# Collected data
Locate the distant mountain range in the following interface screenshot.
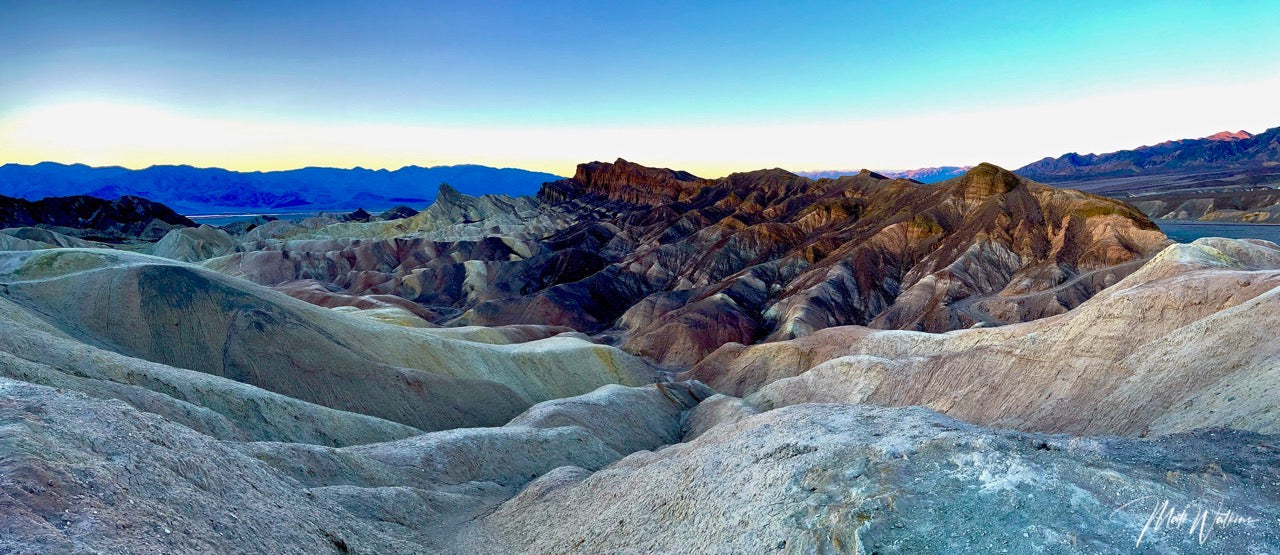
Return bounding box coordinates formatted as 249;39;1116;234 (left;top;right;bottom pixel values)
796;166;973;183
0;162;561;215
1015;128;1280;183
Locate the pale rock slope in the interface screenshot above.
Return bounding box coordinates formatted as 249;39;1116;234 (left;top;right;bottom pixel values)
0;249;655;430
686;238;1280;435
0;379;1280;554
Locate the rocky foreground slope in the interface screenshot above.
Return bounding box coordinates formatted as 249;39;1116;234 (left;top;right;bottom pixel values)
0;231;1280;554
686;238;1280;435
205;160;1167;367
0;196;196;243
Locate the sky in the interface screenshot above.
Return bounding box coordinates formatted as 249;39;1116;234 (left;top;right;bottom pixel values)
0;0;1280;176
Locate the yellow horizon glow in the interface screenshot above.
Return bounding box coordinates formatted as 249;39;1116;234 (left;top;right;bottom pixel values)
0;78;1280;176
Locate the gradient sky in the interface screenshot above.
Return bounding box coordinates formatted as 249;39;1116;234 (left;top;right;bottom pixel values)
0;0;1280;176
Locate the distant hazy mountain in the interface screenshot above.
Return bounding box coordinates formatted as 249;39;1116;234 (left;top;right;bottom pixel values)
0;162;561;215
1016;128;1280;183
0;196;196;242
796;166;973;183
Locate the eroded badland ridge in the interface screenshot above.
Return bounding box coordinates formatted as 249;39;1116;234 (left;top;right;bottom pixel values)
0;160;1280;552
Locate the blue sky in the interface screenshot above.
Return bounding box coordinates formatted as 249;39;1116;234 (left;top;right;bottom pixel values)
0;1;1280;174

# What you should do
Reproduce every line from the one containing "Locate the pale" down to the end of the items, requests included. Multiply each bounding box coordinate in the answers by 2.15 and round it to the nearest whole number, with halves rounded up, while leaving the requests and their format samples unchanged.

# Correct output
Locate the pale rock slope in the interface screenshot above.
Return bounding box coordinates formatted as 249;39;1116;234 (left;top;right;bottom pixel values)
0;535;1408;925
1475;512;2752;935
0;815;2752;1191
Locate the rocky foreground slope in the interface screenshot above.
Return bounding box coordinates formatted as 249;39;1116;234 (left;top;right;bottom pixel values)
0;497;2752;1191
1475;512;2752;935
441;344;2509;789
0;421;421;522
Locate the sky in the interface screenshot above.
Return bounding box coordinates formatted as 249;39;1116;234 (left;top;right;bottom pixel values)
0;0;2752;378
Locate the yellow horizon glow in the interface screenshot above.
Return bounding box coordinates formatted as 249;39;1116;234 (left;top;right;bottom pixel values)
0;168;2752;378
Locate the gradient sky in the interface screenshot above.
Return bounding box coordinates formatted as 249;39;1116;234 (left;top;right;bottom pixel values)
0;0;2752;378
Locate the distant hazy mountain in the interface screenshot above.
Return bounding box coordinates formatted as 249;39;1116;234 (left;top;right;bottom pixel values)
0;348;1206;462
2184;275;2752;393
0;421;421;520
1711;357;2092;393
Locate the eroded badland ridge in the interface screenshot above.
Return bounding box coordinates formatted as 249;39;1116;234 (left;top;right;bottom pixel values)
0;344;2752;1187
Locate the blue sky in the interface screenshot above.
Return bounding box coordinates formatted as 249;39;1116;234 (left;top;right;bottom pixel values)
0;2;2752;374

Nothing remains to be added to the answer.